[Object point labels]
::::::

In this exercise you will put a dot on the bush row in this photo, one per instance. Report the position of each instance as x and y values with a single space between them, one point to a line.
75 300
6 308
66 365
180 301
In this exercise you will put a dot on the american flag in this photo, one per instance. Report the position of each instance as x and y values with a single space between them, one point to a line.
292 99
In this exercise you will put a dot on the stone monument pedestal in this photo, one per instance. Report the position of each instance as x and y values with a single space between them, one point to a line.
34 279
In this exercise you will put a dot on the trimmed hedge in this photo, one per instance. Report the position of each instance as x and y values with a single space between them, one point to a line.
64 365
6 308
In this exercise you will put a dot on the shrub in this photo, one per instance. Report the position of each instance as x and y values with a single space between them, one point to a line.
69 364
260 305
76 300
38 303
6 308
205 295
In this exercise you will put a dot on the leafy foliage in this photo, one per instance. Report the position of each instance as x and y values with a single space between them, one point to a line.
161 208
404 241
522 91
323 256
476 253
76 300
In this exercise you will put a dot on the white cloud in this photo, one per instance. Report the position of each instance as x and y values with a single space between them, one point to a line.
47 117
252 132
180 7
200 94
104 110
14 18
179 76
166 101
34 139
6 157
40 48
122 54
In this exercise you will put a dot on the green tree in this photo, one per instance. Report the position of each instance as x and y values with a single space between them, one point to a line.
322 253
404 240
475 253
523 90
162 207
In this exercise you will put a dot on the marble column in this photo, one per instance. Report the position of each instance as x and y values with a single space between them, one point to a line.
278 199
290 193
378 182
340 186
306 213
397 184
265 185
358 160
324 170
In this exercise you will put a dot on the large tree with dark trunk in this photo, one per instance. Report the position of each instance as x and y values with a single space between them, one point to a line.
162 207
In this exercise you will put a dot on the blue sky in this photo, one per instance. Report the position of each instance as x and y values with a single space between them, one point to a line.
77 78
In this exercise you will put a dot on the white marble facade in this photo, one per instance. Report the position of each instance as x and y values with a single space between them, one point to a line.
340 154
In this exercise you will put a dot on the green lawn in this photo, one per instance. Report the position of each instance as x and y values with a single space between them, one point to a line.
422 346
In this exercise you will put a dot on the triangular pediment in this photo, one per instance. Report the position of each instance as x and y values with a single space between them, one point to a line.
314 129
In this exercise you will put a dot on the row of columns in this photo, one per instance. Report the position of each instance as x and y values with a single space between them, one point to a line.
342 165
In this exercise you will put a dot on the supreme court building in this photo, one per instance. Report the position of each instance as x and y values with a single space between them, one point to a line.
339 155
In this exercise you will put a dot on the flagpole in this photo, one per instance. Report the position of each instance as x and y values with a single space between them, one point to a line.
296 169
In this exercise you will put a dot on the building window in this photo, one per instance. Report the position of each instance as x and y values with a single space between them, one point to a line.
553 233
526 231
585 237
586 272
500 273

::::::

[Written problem]:
Print every entry exactly as written.

[Result below]:
In this exercise you will put a dot on the bush row in this photo, one per instance. Report the position of each instance as x and y values with a single space between them, one point to a line.
75 300
6 308
66 365
180 301
In this exercise you will put a dot on the american flag in this photo, one per instance. Report the position of each instance as x and y values with a single space between them, one point to a line.
292 99
In this exercise you will put a dot on the stone monument pedestal in this photo, one per instance. Report the position of each instance as x and y values with a single space between them, one point to a line.
34 279
In this exercise you will put a dot on the trimmed hedge in this photo, one per instance. Report the position of each instance as x and y values with a single space between them, one point to a line.
64 365
6 308
In this exercise you will put a dot on the shrub in this photo, one per instance. Report the position of each instance as x and y values with a single space between them, one point to a line.
69 364
260 305
76 300
38 303
6 308
205 295
In this exercise you will put a dot on the leafy foliage in this photo, one per instance. Report the position of each instance as x and y values with a single space between them, one point to a line.
161 208
404 241
522 91
323 256
476 253
76 300
In this exercise you will put a dot on the white cloud in this photo, one per instance. Report the position of each instance as x and y values with a single space between them, one point to a line.
47 117
252 132
180 7
200 94
104 110
14 18
179 76
166 101
34 139
6 157
40 48
122 54
In this exercise you will put a dot on the green tree in this photo, one per instance. Report the position of each instance as x and y values with a single space between them, one point to a line.
322 253
404 240
475 253
523 90
162 207
In this exercise you will put a dot on the marble column in this photo, one per instance. Report the position of each instance as x and y values with a single space between them, one point to a line.
278 199
290 193
378 182
340 186
306 213
397 184
265 185
358 160
324 170
In this exercise you will put a dot on the large tree with dark trunk in this photo, one per instance. Report the position of each instance as x and y values with a single space between them, one point to a line.
162 207
In this exercise you will put a dot on the blue sky in this photo, one per instance. Report the position of each instance as x and y values with a single space between them, one point to a line.
77 78
In this exercise you will put a dot on the white marble facade in this photo, one per instance. Report the position of each instance as x and y values with a single space between them, one point to a line.
340 154
In this exercise you will put a dot on the green lawn in this photo, one per instance. Report the position of each instance as x and y values with a single space between them, one point to a line.
422 346
In this exercise you will put a dot on the triangular pediment in this photo, one per instance. Report the position of each instance as x and y values with a single space between them, one point to a line.
314 129
In this exercise you will put a dot on the row of columns in this photo, one per instance. Report the position of each instance as x and y values with a single space between them, one point to a line.
342 165
In this exercise you will put a dot on the supreme court building in this photo, one per instance. Report the position of each instance as x and y values with a single space between them, one point to a line.
339 155
In this exercise you will put a dot on the flagpole in this photo, one per instance. Report the position of each instance as x and y values with a single space between them, one point to a line.
296 169
In this exercise you will put a dot on the building window in this photo, one per instance. Report the position of each instance as x and y values with a single space between them, one point to a line.
553 233
526 231
585 237
586 272
500 273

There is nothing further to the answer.